Supplied text start

Jairo Quinteros Sierra (born 7 February 2001) is a Bolivian professional footballer who plays as a defender for Segunda División club Real Zaragoza and the Bolivia national team.

Club career
Born in Santa Cruz, Bolivia, Quinteros began his career at the youth academy of La Liga side Valencia. After spending a few years in Spain, on February 12, 2020, Quinteros signed with Inter Miami in Major League Soccer. After signing with the club he was immediately loaned out to Club Bolívar in his native Bolivia's Primera División.

Quinteros made his professional debut for Club Bolívar on February 27 against Real Santa Cruz. He started and played the entire match as Bolívar won 4–2.

On 16 August 2022, Quinteros and Miami mutually agreed to terminate his contract with the club. On 1 September, he returned to Spain after signing a two-year deal with Segunda División side Real Zaragoza.

International career
Quinteros has represented Bolivia at the under-20 and under-23 levels. On 2 January 2019, Quinteros was selected as part of the Bolivia U20 side for the 2019 U-20 Sudamericano. He played every match as Bolivia finished last in their group. He represented the senior Bolivia national team in a 3–1 2022 FIFA World Cup qualification win over Venezuela on 3 June 2021.

Supplied text end

■ The problem ■
Reproduce verbatim the passage of the footballer's biography from "Jairo Quinteros Sierra" up to and including "Bolivia's Primera División.".

Rows start

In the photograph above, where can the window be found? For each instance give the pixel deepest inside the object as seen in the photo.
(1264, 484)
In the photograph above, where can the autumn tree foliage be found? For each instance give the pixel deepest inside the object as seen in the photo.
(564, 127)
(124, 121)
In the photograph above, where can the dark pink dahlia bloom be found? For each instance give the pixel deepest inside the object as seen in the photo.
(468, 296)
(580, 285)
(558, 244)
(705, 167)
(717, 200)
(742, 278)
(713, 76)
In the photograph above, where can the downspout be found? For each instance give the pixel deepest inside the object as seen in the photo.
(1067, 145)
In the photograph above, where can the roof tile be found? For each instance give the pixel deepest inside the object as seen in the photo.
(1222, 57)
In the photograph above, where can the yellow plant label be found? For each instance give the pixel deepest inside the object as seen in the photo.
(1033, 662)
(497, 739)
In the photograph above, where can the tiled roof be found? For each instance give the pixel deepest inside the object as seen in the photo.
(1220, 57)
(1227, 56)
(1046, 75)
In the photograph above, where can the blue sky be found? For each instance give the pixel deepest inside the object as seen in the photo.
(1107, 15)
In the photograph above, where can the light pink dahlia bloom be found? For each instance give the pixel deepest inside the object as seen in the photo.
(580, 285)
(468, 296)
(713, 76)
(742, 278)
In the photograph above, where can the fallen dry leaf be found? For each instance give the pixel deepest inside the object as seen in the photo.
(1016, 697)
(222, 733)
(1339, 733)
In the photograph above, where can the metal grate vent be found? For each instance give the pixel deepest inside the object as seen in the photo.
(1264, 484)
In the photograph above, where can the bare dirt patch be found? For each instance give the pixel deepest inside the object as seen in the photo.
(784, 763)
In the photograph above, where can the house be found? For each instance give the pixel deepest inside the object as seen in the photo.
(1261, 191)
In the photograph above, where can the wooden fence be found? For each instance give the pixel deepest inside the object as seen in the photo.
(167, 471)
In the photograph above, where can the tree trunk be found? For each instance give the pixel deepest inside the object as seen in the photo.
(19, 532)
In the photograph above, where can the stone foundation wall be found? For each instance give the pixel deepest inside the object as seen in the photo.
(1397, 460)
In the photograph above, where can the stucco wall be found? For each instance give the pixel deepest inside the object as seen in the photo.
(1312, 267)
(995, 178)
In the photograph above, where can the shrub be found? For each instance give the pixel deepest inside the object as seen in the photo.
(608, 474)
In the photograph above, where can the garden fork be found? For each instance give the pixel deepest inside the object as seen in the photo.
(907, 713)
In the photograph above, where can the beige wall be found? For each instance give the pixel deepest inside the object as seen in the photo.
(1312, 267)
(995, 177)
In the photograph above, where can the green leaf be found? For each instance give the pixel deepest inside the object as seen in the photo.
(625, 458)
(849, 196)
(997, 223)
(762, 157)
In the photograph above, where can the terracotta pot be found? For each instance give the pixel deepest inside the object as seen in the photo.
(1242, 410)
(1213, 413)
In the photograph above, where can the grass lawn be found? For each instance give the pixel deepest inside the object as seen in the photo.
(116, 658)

Rows end
Rows start

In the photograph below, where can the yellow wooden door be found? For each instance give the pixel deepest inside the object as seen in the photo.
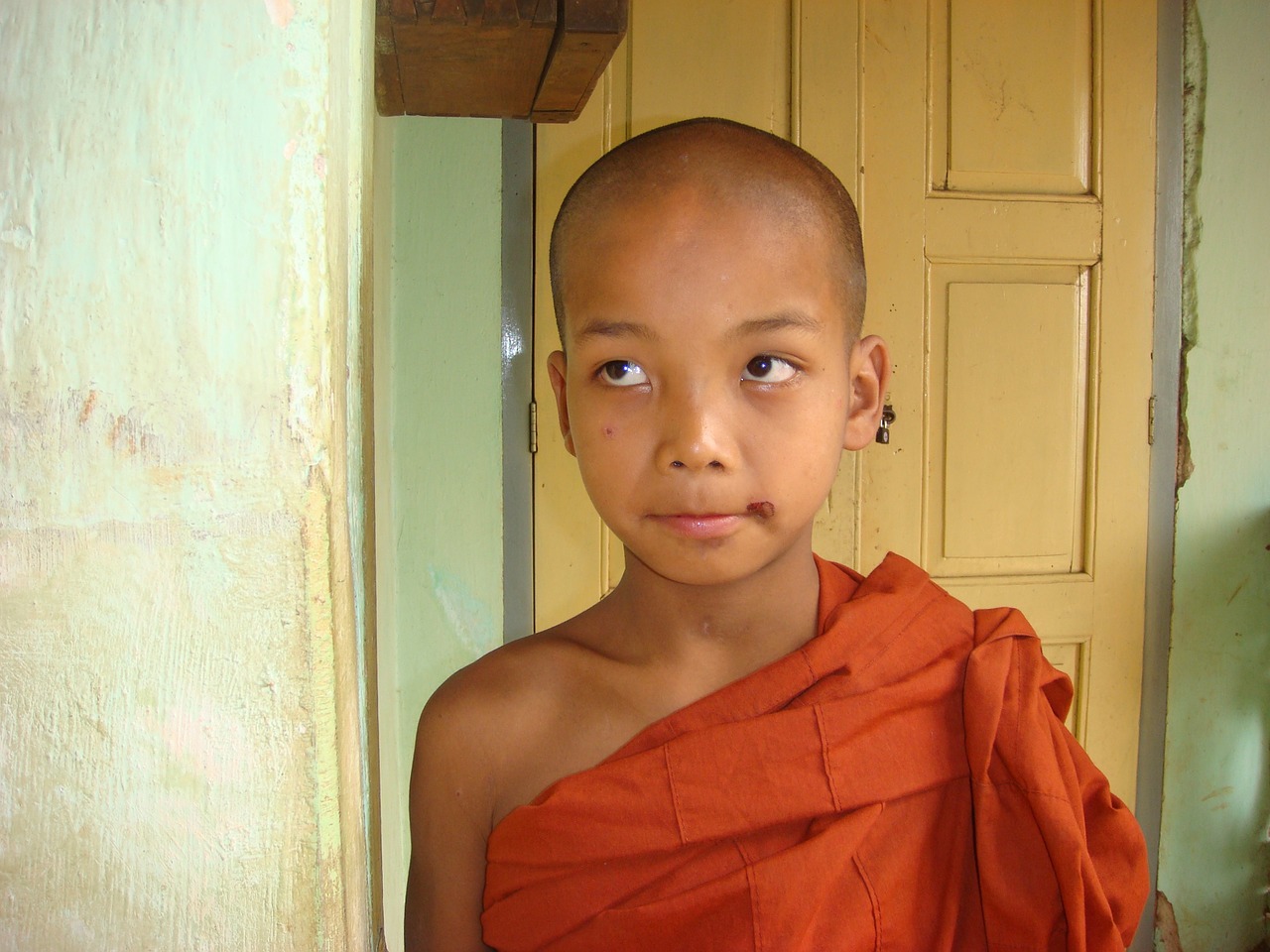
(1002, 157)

Rows end

■ Solution below ■
Jairo Quinteros Sierra (born 7 February 2001) is a Bolivian professional footballer who plays as a defender for Segunda División club Real Zaragoza and the Bolivia national team.

Club career
Born in Santa Cruz, Bolivia, Quinteros began his career at the youth academy of La Liga side Valencia. After spending a few years in Spain, on February 12, 2020, Quinteros signed with Inter Miami in Major League Soccer. After signing with the club he was immediately loaned out to Club Bolívar in his native Bolivia's Primera División.